-- Start DATASET --

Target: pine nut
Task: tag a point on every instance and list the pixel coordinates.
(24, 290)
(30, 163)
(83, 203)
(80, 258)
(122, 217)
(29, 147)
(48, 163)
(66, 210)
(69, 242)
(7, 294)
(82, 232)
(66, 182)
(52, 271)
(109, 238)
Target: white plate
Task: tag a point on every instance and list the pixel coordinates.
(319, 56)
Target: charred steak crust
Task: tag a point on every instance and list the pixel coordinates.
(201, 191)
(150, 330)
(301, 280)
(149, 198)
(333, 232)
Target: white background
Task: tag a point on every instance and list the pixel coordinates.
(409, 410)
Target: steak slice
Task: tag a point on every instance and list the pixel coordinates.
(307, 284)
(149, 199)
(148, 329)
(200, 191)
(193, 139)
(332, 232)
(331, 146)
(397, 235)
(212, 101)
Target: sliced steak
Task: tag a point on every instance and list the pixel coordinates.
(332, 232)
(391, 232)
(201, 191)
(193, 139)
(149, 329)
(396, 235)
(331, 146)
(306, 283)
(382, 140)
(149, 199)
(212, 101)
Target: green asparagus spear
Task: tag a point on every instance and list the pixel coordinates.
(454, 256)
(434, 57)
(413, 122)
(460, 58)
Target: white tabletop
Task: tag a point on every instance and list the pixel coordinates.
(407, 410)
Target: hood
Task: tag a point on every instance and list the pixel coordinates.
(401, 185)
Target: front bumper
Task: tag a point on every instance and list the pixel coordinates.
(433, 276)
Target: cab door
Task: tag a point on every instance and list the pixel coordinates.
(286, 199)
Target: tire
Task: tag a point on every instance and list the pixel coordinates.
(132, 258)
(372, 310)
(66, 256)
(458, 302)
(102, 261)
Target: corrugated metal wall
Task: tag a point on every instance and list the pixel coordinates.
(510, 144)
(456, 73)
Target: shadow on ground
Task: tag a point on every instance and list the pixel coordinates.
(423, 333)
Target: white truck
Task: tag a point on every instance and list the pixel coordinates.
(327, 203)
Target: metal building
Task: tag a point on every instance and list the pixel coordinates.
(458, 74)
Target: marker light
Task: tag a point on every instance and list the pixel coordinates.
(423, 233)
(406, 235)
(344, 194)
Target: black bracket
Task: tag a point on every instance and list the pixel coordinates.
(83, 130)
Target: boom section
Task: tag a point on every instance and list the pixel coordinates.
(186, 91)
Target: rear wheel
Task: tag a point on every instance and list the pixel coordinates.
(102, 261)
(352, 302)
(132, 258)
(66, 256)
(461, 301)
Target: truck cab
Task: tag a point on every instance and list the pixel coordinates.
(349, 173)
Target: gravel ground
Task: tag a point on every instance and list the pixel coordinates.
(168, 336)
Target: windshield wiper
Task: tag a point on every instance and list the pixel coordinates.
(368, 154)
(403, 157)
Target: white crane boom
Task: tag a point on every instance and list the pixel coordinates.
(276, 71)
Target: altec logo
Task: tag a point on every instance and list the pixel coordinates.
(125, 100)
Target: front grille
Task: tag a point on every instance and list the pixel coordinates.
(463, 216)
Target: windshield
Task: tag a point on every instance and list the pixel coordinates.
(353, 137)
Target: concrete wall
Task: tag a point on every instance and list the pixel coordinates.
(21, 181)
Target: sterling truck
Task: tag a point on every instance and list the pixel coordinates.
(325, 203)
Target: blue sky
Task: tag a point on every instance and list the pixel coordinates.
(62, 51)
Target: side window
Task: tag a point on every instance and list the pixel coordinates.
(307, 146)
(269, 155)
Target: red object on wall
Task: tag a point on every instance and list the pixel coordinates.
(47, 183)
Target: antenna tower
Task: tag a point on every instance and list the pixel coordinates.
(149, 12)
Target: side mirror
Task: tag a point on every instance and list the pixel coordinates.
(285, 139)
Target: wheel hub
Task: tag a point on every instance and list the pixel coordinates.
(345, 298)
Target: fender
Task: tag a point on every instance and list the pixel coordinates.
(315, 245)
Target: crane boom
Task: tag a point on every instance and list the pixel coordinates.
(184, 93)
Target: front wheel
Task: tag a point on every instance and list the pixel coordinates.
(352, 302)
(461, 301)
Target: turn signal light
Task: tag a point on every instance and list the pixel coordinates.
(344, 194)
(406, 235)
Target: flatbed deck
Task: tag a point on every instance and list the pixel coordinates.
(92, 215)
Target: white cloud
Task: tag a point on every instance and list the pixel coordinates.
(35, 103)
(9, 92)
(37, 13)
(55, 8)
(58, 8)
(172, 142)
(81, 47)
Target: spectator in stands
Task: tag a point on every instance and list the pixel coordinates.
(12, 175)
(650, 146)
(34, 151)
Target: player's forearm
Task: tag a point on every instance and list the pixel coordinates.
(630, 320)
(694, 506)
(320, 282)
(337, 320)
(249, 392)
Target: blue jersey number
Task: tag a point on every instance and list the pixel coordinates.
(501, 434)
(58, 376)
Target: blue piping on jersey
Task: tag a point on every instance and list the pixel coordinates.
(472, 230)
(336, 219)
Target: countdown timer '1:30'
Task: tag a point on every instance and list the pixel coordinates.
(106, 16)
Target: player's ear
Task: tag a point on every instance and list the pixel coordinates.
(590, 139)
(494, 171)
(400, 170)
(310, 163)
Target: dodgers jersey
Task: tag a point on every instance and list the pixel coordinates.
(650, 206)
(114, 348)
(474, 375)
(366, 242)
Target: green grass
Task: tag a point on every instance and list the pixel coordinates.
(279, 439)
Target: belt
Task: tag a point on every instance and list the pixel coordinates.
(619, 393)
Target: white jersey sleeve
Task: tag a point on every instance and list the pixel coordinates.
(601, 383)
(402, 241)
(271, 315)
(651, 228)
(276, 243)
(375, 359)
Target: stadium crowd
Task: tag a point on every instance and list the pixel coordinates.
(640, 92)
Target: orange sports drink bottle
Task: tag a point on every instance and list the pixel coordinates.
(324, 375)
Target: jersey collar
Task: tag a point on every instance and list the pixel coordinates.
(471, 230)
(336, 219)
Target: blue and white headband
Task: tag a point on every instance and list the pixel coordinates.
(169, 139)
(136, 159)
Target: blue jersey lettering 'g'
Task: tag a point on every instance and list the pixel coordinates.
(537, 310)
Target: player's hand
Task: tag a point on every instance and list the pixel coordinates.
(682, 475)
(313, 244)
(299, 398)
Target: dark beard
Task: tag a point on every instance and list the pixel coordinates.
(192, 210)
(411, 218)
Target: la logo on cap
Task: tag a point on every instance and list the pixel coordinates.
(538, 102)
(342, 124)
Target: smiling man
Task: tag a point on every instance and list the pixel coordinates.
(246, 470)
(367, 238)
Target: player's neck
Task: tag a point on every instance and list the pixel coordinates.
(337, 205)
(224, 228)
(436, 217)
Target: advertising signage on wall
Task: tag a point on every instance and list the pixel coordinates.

-- End DATASET --

▶ _WHAT THE TASK ASKS_
Can you reproduce every one of the items above word for word, with nothing altered or left out?

▶ _WRITTEN ANSWER_
Target: pine nut
Task: tag a point on every instance and list the pixel coordinates.
(24, 290)
(30, 163)
(83, 203)
(80, 258)
(122, 217)
(29, 147)
(48, 163)
(66, 210)
(69, 242)
(7, 294)
(82, 232)
(66, 182)
(52, 271)
(109, 238)
Target: white plate
Task: tag a point on every instance and list the pixel coordinates.
(319, 56)
Target: charred steak crust
Task: tag a point on every instance and list the pixel coordinates.
(201, 191)
(150, 330)
(301, 280)
(149, 198)
(333, 232)
Target: white background
Task: tag a point on every instance and list the pixel coordinates.
(409, 410)
Target: steak slice
Task: tag a point on every instance and list the pixel coordinates.
(307, 284)
(149, 199)
(148, 329)
(200, 191)
(193, 139)
(332, 232)
(331, 146)
(397, 235)
(212, 101)
Target: sliced steak
Task: tag a point on every instance and list the pixel coordinates.
(332, 232)
(391, 232)
(201, 191)
(193, 139)
(149, 329)
(396, 235)
(331, 146)
(306, 283)
(382, 140)
(149, 199)
(212, 101)
Target: green asparagus spear
Task: tag a point on every instance and list the pixel coordinates.
(454, 256)
(434, 57)
(413, 122)
(460, 58)
Target: white tabletop
Task: tag a point on every instance and list the pixel coordinates.
(407, 410)
Target: hood
Task: tag a point on every instance and list the pixel coordinates.
(401, 185)
Target: front bumper
Task: tag a point on every instance and list the pixel coordinates.
(433, 276)
Target: cab door
Task: tag a point on every instance and list the pixel coordinates.
(286, 199)
Target: tire
Task: tag a point on every instance and list the pixel coordinates.
(132, 258)
(372, 310)
(66, 256)
(458, 302)
(102, 261)
Target: corrugated metal wall
Task: tag a point on every instance and list the pixel coordinates.
(510, 144)
(456, 73)
Target: shadow on ground
Task: tag a point on every instance and list the pixel coordinates.
(423, 333)
Target: white truck
Task: tag a point on every instance and list the pixel coordinates.
(327, 203)
Target: metal building
Task: tag a point on every instance and list the pixel coordinates.
(458, 74)
Target: marker light
Task: tag a point on every instance and list the pixel coordinates.
(423, 233)
(406, 235)
(344, 194)
Target: black bracket
Task: tag a point on every instance and list the pixel coordinates.
(83, 130)
Target: boom section
Task: tag a point on every instance and list the pixel coordinates.
(186, 91)
Target: rear wheel
Task: tag a point on every instance and list the pixel coordinates.
(102, 261)
(352, 302)
(132, 258)
(66, 256)
(461, 301)
Target: truck cab
Task: tag a point on every instance and list the pixel coordinates.
(349, 173)
Target: gravel ground
Task: tag a point on every instance and list the pixel coordinates.
(168, 336)
Target: windshield wiper
Task: tag a point on every instance and list the pixel coordinates.
(368, 154)
(403, 157)
Target: white crane boom
Task: tag a point on every instance and list the pixel coordinates.
(276, 71)
Target: altec logo
Task: tag a point on every instance and list the pixel coordinates.
(125, 100)
Target: front grille
Task: tag a point on every instance and list the pixel coordinates.
(463, 216)
Target: windshield
Task: tag a point on every instance and list the pixel coordinates.
(353, 137)
Target: concrete wall
Task: tag a point on every instance and list the pixel coordinates.
(21, 181)
Target: sterling truck
Task: tag a point on every instance and list the pixel coordinates.
(325, 203)
Target: blue sky
Task: tag a point on every instance and list the pixel coordinates.
(62, 51)
Target: side window
Task: tag a point on every instance and list the pixel coordinates.
(307, 146)
(269, 155)
Target: red object on wall
Task: tag a point on every instance and list the pixel coordinates.
(47, 183)
Target: antenna tower
Task: tag a point on every instance and list the pixel coordinates.
(149, 12)
Target: side mirror
Task: tag a point on every instance and list the pixel coordinates.
(285, 139)
Target: wheel hub
Task: tag a point on every instance and list the pixel coordinates.
(345, 298)
Target: fender
Task: tag a point on every instance and list the pixel coordinates.
(315, 245)
Target: crane boom
Task: tag a point on every instance and list the pixel coordinates.
(184, 93)
Target: front wheel
Task: tag a point on every instance and list the pixel coordinates.
(352, 302)
(461, 301)
Target: turn signal light
Task: tag a point on every instance and list the pixel coordinates.
(344, 194)
(406, 235)
Target: flatbed deck
Task: tag a point on every instance and list the pixel coordinates.
(92, 215)
Target: white cloud
Task: tag a point on every instance and list the pixel coordinates.
(35, 103)
(9, 92)
(37, 13)
(55, 8)
(58, 8)
(172, 142)
(81, 47)
Target: spectator in stands
Task: tag a point on every instance and list the pixel coordinates.
(12, 175)
(650, 146)
(34, 151)
Target: player's forearm
Task: tag a point on every instance and list the pixel coordinates.
(630, 320)
(694, 506)
(320, 282)
(337, 320)
(249, 392)
Target: blue jersey number
Task: tag a point on every instance and list the pixel coordinates.
(501, 434)
(58, 376)
Target: blue piping on jersey
Task: tag a point on every instance and list the pixel coordinates.
(472, 230)
(336, 219)
Target: countdown timer '1:30'
Task: tag a point on every instance and list the pixel coordinates.
(106, 16)
Target: player's ear
Task: tag a point on every instance and list the pixel coordinates.
(590, 139)
(494, 171)
(400, 170)
(310, 163)
Target: dodgers jersey
Task: tag a point on every instance and list the pixel coordinates.
(650, 206)
(114, 348)
(474, 375)
(366, 242)
Target: green grass
Task: tag a point on every instance and list the pixel coordinates.
(279, 439)
Target: belt
Task: tag a point on every instance and list the pixel coordinates.
(619, 393)
Target: white jersey sleeve
Task: tag a point on every instance and list the pixel coordinates.
(601, 383)
(402, 241)
(271, 315)
(651, 228)
(276, 243)
(375, 359)
Target: stadium crowd
Task: tag a point on every instance and list the pixel coordinates.
(640, 92)
Target: orange sports drink bottle
Task: tag a point on every instance and list the pixel coordinates.
(324, 375)
Target: jersey collar
Task: tag a point on every instance and list the pixel coordinates.
(471, 230)
(336, 219)
Target: blue and white headband
Task: tag a point on every instance and list the pixel coordinates.
(169, 139)
(136, 159)
Target: blue jersey lettering 'g'
Task: tag a point on every instance and list the pixel coordinates.
(537, 310)
Target: player's hand
Task: tag a point on every instance and list the pixel coordinates.
(682, 475)
(313, 244)
(299, 398)
Target: dark beard
Task: tag a point on every instance and list the pixel coordinates.
(192, 210)
(411, 218)
Target: la logo on cap
Task: tag a point on every instance and list the pixel coordinates.
(538, 102)
(342, 124)
Target: smiling man
Task: tag a point on every instance and list the pixel coordinates.
(246, 470)
(367, 238)
Target: player's neck
Task: tag a point on every instance and list the pixel coordinates.
(337, 205)
(224, 228)
(436, 217)
Target: advertising signage on wall
Task: tag a point on every instance and list the pixel coordinates.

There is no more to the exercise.